Source text:
###

[ih] GOSIP & compliance

Brian E Carpenter brian.e.carpenter at gmail.com
Sat Mar 19 13:13:56 PDT 2022


Not to knock Interop, but you didn't need to go to Interop to know
that TCP/IP was working and OSI wasn't. I didn't even need to step
away from my desk to know that.

The people in my team working on FTAM to FTP and SMTP to X.400
gateways were pretty clear on the point too.

Regards
    Brian Carpenter

On 20-Mar-22 07:09, Miles Fidelman via Internet-history wrote:
> I seem to recall the story that, once Europeans saw the shownet at one
> of the European Interop shows, and realized that TCP/IP was working,
> while OSI was still vaporware... the game was over.
> 
> Dan.. you'd probably be the one to validate this.
> 
> Miles
> 
> Dan Lynch via Internet-history wrote:
>> At Interop we were a teaching organization about interoperability so while we were TCP/IP bigots if the world was going to OSI we would definitely teach that too. Only a few students signed up for the OSI courses. We 
only offered them for a few years. I think by 91 it disappeared. The buyer is king.
>>
>> Dan
>>
>> Cell 650-776-7313
>>
>>> On Mar 18, 2022, at 11:34 AM, Andrew G. Malis via Internet-history <internet-history at elists.isoc.org> wrote:
>>>
>>> It's been a while, but as I recall, as a part of this requirement,
>>> TCP/IP-to-OSI transition plans were necessary. While I was at BBN, I wrote
>>> such a transition plan for the MILNET (or it might have been for the DoD as
>>> a whole, as I said, things are hazy). I'm sure that it just went on a 
shelf
>>> somewhere once the requirement for a plan was met.

###

Dataset excerpts on pointing to objects:
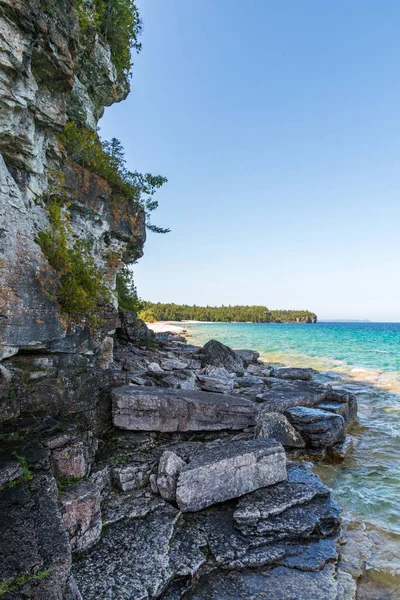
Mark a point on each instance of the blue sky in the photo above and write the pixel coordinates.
(277, 124)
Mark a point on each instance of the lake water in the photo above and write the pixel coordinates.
(364, 358)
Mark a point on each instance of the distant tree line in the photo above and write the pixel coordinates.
(223, 314)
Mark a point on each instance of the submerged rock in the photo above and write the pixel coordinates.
(282, 396)
(156, 409)
(277, 427)
(293, 373)
(216, 354)
(229, 471)
(319, 428)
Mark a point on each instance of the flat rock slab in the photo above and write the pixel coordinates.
(319, 428)
(297, 507)
(131, 561)
(282, 396)
(281, 583)
(158, 409)
(229, 471)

###

Repeat the GOSIP email word for word from "Brian E Carpenter" up to and including "to know that.". Work only from the GOSIP email and set the material aside.

Output of the task:
Brian E Carpenter brian.e.carpenter at gmail.com
Sat Mar 19 13:13:56 PDT 2022


Not to knock Interop, but you didn't need to go to Interop to know
that TCP/IP was working and OSI wasn't. I didn't even need to step
away from my desk to know that.